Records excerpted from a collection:
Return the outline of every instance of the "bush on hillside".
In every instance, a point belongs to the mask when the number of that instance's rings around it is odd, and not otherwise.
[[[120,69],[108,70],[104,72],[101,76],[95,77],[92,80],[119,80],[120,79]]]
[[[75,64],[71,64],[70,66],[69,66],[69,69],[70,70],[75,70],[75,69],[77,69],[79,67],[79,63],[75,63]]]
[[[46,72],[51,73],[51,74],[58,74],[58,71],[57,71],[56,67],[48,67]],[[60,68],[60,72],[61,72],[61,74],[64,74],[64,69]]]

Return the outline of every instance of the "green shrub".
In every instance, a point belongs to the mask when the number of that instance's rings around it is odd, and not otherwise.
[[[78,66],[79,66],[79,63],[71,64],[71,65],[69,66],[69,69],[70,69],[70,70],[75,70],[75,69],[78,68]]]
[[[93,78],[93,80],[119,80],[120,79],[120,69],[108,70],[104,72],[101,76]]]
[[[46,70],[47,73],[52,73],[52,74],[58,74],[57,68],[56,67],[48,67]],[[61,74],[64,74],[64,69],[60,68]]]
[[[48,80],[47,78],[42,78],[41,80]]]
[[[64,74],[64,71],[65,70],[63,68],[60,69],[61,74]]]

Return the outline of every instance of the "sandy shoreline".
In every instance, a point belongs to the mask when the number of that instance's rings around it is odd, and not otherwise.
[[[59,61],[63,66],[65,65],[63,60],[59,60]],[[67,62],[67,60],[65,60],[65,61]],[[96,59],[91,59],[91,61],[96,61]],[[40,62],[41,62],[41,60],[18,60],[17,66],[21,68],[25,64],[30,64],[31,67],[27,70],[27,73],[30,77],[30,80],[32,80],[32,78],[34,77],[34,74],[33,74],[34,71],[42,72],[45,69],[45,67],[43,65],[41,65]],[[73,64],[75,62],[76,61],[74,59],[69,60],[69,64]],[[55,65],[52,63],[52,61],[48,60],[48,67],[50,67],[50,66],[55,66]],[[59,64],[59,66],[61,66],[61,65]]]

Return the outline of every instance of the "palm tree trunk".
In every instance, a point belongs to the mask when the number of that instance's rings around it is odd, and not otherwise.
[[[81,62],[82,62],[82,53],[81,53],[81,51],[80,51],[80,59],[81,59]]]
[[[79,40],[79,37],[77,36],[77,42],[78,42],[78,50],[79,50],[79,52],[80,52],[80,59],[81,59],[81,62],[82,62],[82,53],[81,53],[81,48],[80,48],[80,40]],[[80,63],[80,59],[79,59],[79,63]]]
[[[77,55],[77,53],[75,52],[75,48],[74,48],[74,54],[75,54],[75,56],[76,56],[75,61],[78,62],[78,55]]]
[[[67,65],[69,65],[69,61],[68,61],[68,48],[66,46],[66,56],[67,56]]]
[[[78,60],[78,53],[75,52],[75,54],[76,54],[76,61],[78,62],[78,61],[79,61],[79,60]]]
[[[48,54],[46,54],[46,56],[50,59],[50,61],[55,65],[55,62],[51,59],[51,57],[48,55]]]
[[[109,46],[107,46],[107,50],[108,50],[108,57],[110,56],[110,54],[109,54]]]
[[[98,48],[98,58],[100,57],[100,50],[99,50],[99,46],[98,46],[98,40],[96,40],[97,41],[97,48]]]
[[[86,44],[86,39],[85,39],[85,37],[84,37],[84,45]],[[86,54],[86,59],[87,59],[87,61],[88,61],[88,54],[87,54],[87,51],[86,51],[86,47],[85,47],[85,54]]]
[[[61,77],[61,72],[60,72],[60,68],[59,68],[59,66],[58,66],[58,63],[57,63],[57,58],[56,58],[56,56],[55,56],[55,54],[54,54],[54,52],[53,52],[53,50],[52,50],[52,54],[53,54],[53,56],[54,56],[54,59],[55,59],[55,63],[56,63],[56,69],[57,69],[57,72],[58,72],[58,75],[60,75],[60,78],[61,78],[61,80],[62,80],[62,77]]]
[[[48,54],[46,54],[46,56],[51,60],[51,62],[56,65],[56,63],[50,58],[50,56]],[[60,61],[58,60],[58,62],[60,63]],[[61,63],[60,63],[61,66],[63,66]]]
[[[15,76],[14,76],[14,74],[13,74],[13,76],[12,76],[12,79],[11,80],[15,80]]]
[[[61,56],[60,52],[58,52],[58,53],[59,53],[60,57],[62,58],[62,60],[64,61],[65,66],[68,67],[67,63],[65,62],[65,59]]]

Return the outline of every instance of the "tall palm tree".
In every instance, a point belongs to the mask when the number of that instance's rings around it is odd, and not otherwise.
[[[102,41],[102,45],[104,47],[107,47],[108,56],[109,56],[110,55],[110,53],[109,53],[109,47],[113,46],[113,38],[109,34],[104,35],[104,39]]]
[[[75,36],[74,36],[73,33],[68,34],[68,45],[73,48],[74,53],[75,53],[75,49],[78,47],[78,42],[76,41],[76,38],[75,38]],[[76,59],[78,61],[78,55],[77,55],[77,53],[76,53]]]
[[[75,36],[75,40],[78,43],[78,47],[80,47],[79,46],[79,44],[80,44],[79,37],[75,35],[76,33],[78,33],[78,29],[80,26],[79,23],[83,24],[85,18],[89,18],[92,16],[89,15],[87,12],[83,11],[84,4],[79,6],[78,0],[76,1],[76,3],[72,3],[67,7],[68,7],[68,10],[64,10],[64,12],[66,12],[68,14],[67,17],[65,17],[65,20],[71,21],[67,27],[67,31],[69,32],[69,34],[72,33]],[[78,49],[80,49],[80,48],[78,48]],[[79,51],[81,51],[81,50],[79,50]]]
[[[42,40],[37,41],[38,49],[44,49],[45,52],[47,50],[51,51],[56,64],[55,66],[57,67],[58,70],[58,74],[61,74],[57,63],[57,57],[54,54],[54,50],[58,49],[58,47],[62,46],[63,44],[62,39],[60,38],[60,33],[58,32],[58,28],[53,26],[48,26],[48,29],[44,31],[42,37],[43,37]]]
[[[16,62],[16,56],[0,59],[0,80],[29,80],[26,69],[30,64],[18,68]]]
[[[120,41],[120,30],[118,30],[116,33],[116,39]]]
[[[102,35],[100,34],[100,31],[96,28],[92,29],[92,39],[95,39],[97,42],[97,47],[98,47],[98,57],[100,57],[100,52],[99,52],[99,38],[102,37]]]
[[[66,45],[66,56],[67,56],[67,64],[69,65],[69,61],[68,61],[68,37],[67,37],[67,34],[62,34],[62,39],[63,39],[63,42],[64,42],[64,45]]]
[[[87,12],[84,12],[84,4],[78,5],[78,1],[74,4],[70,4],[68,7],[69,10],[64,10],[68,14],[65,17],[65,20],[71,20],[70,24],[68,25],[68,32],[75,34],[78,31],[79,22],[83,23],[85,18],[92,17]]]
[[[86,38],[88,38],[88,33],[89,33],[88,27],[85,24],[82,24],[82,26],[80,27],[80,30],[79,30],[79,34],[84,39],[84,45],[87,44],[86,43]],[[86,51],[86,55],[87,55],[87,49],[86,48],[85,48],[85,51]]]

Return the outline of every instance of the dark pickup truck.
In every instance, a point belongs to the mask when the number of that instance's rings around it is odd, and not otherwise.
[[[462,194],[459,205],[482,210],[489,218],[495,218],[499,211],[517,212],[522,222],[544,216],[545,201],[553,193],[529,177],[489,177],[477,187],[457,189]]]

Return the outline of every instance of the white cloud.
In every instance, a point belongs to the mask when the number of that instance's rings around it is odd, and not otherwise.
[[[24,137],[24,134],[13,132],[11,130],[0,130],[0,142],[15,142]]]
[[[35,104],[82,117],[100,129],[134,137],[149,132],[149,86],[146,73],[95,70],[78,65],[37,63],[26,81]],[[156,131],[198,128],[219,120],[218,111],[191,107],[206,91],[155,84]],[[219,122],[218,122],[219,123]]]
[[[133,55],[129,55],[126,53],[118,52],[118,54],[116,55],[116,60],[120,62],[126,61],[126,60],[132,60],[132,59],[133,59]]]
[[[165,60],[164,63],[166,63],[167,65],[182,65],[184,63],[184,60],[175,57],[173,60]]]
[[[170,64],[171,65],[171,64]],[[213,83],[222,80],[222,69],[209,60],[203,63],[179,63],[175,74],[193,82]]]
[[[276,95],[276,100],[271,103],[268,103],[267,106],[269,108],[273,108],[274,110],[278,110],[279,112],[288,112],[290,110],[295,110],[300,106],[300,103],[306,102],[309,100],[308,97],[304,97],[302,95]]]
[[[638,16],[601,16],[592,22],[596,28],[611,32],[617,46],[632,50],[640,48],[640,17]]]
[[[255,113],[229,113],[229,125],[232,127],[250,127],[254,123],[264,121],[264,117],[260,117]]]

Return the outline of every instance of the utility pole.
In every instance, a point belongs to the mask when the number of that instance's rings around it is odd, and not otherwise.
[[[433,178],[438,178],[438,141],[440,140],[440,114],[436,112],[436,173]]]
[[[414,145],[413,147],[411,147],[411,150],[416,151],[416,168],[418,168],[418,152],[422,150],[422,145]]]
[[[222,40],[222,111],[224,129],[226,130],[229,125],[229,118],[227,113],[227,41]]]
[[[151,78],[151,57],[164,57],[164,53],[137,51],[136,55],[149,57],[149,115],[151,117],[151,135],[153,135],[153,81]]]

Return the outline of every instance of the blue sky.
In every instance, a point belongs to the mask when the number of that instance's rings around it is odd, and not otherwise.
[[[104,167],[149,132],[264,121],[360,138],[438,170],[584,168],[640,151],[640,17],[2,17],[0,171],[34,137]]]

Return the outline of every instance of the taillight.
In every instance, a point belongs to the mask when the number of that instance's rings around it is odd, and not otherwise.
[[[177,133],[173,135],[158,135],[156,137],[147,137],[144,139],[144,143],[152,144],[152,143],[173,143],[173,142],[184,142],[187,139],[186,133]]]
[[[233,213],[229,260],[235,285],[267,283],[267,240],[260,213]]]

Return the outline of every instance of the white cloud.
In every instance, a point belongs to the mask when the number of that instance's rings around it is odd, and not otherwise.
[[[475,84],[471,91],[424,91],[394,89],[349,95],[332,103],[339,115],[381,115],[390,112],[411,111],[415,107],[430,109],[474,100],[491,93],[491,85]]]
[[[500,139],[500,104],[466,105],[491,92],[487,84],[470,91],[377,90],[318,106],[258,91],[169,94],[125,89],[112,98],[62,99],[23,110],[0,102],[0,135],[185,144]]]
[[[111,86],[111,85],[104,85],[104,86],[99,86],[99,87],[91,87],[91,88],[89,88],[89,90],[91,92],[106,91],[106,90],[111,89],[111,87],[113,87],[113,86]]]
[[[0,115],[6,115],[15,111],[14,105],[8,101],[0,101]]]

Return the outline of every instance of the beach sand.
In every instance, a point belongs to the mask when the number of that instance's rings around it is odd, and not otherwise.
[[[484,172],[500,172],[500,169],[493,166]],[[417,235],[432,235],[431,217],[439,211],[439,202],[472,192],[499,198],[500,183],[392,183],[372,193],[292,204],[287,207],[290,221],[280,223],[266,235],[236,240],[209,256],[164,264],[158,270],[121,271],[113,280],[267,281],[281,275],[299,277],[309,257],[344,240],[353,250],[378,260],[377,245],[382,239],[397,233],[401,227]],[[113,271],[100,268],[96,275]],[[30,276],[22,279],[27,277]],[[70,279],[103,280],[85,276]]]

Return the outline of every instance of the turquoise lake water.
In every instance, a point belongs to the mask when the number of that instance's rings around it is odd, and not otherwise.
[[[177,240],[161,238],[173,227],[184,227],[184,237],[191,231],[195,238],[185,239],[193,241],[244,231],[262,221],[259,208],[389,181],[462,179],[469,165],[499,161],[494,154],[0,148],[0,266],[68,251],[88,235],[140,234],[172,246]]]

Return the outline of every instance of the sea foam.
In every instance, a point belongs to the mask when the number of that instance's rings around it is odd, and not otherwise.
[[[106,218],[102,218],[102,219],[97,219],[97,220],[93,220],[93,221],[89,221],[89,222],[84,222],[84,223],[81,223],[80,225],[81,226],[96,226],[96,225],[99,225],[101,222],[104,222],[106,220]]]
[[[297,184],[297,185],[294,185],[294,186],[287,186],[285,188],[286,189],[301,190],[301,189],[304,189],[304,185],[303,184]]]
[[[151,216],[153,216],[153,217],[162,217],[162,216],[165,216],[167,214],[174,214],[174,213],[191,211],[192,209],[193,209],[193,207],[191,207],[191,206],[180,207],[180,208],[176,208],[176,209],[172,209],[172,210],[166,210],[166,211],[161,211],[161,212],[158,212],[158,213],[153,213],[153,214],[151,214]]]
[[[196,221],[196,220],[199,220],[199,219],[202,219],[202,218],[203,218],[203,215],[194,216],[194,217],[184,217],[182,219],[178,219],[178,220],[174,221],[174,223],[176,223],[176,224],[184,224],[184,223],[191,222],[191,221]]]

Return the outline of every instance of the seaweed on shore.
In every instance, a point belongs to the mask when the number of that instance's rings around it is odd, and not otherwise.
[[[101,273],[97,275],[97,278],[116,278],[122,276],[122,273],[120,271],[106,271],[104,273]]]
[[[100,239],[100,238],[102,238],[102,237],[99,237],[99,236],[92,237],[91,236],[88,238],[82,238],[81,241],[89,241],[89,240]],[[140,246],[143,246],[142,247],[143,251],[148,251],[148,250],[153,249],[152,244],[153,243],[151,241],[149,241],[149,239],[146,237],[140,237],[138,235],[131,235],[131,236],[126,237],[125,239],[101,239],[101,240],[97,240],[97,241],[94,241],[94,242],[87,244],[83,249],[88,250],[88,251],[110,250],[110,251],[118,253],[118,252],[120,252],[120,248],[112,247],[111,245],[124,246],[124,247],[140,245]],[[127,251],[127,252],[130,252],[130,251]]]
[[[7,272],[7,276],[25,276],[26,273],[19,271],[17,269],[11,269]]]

Task instructions: Find each line in the data above with the word "tree", then copy it.

The completed task:
Return the outline of every instance of the "palm tree trunk".
Return the outline of every instance of the "tall palm tree".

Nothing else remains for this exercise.